* BEGIN PROVIDED RECORDS *

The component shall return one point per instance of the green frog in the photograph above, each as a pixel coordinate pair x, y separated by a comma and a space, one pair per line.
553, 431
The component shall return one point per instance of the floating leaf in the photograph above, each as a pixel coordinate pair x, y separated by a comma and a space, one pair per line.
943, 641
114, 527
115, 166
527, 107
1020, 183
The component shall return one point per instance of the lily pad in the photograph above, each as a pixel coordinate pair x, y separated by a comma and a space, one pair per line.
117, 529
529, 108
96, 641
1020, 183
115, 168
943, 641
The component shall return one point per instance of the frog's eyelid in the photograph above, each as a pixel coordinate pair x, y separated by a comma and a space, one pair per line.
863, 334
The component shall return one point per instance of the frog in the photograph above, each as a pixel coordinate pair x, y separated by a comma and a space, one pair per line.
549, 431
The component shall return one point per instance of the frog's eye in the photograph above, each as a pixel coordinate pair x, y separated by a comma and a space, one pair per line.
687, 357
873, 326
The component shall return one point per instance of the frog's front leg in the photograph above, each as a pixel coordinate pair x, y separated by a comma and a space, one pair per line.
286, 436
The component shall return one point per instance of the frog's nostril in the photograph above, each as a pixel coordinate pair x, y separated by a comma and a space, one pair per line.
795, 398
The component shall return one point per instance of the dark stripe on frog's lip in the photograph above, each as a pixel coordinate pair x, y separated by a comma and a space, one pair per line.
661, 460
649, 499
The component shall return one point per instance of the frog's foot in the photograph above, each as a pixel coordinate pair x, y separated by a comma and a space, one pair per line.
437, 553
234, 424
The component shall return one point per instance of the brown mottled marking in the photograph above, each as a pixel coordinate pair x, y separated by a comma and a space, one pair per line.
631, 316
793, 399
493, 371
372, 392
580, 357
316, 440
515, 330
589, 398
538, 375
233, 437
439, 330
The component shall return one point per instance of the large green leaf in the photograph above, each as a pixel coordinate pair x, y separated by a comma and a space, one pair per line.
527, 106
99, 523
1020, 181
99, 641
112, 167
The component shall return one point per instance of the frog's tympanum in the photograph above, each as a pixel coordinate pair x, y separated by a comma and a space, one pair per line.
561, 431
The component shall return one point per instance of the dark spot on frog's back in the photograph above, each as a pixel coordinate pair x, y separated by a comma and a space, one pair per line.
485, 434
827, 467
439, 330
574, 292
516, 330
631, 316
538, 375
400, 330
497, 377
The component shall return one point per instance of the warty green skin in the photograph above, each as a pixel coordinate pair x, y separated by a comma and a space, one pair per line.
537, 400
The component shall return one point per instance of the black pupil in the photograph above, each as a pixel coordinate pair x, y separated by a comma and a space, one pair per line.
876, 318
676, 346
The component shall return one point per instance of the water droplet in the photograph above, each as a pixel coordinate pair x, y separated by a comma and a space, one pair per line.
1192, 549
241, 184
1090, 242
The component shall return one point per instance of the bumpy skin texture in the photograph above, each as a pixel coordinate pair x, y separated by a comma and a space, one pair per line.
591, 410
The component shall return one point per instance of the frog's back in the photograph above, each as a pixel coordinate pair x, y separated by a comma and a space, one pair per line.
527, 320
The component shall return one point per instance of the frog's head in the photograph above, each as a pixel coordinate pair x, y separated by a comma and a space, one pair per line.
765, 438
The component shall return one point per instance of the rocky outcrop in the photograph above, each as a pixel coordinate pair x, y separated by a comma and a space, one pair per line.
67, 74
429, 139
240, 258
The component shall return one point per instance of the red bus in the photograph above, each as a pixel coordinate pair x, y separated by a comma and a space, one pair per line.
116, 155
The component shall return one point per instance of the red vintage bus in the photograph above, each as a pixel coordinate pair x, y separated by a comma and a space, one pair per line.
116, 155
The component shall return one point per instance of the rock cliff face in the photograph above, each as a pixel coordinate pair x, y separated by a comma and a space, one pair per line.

* END PROVIDED RECORDS *

(GIVEN TASK) Reproduce all of the data above line for line, with no changes of any kind.

(RESPONSE TO THE TASK)
The component shall return one point per instance of the green frog in the photograph above, each as a pixel coordinate pair x, y separated by a comma and a space, one pair per line.
553, 431
The component shall return one point per instance of the floating leaf in the photograph above, each as a pixel coordinate pair x, y separated by a comma and a space, one pair per line.
943, 641
114, 527
115, 166
527, 107
1020, 183
The component shall return one point per instance of the lily pad in the photograph above, each as a pixel coordinate pair x, y separated by a comma and a space, one pair per line.
117, 529
529, 108
96, 641
1020, 183
115, 168
943, 641
The component shall return one point per instance of the frog's eyelid in the photograph above, each as a pixel coordinate pair x, y separated by a comma and a space, one pair per line.
863, 334
The component shall return one point per instance of the frog in the photograph above, each as a pixel coordinate pair x, y separated by a comma and a space, one pair per line.
549, 431
The component shall return one point per instance of the frog's eye in the photograph above, each as a pixel coordinate pair x, y separated by a comma and a space, one pair per line.
687, 357
873, 326
The component shall return one point per instance of the frog's front leg in the photograph above, each as a pixel coordinate pair x, y separated by a comma and a space, one pair per line.
286, 436
The component shall return one point per instance of the frog's nostril in the photograph above, each as a pixel coordinate pair x, y separated by a comma and a space, one pair per line.
795, 398
The component shall return one point per instance of the dark stripe on frog's lip in the photograph above, each as a pixel coordinate pair x, y separated by a comma and a space, one pair per line.
661, 460
649, 499
The component shall return one point per instance of the frog's foot in the photograph above, each as a pixel coordinate pair x, y separated by a comma and a space, one pair per line.
437, 553
234, 424
The component shall return one point per instance of the brown mottled marking in the photograph above, each as a pixel coordinate pair x, y separated by a comma and a space, one pair per line.
631, 316
793, 399
493, 371
372, 392
580, 357
316, 440
515, 330
589, 398
538, 375
233, 437
439, 330
The component shall return one point per instance of the large green leaf in the photograph above, each as a pixel coordinate pair x, y separated by a comma and a space, one pair per line.
527, 106
99, 523
1020, 181
99, 641
112, 167
The component shall return one point per instance of the frog's tympanum in the photograph above, each as a pixel coordinate pair x, y separated by a comma and a space, one pair per line.
561, 431
The component shall return one point per instance of the dark spot on frog's back in the photograph above, each as a pixel coordinate pair x, y separated by a comma and a space, one pair per line.
485, 434
827, 467
439, 330
574, 292
516, 330
631, 316
538, 375
400, 330
497, 377
The component shall return one point per instance of the warty green skin in the photograph above, each as a pixel coordinate pair x, y separated by a comma and a space, one pair per line.
537, 400
The component shall return one point per instance of the black pupil in the photograph above, each as a pixel coordinate pair x, y separated by a comma and a space, one pair per line.
876, 318
676, 346
The component shall return one point per instance of the water droplet in the photograph above, each as a pixel coordinate pair x, y separated by a comma and a space, one pair per line.
1192, 549
241, 184
1090, 242
The component shall return one point per instance of the bumpy skin texture in the photograph above, each as a pixel coordinate pair x, y separated by a comma and a space, one pair per line.
591, 410
The component shall return one point per instance of the frog's back in the photograph above, each as a pixel coordinate pair x, y separated by a comma and a space, one pair per line.
527, 320
The component shall return one point per instance of the frog's head in the photograph above, each as a pixel coordinate pair x, y separated by a comma and a space, one pair per line.
765, 438
The component shall return one point per instance of the rocky outcrop in the photograph above, each as a pixel coordinate pair x, y separated by a comma and a space, one pair per line.
67, 74
429, 139
240, 258
The component shall return one point per instance of the red bus in the photograph above, each as a pixel coordinate pair x, y separated by a comma and a space, one pair per line.
116, 155
The component shall return one point per instance of the red vintage bus in the photograph above, each as a pixel coordinate pair x, y separated by a comma and a space, one pair per line.
116, 155
The component shall return one point per instance of the rock cliff face in the photograph above, each as a pixel coordinate pair x, y separated by a comma and a space, one pair per line.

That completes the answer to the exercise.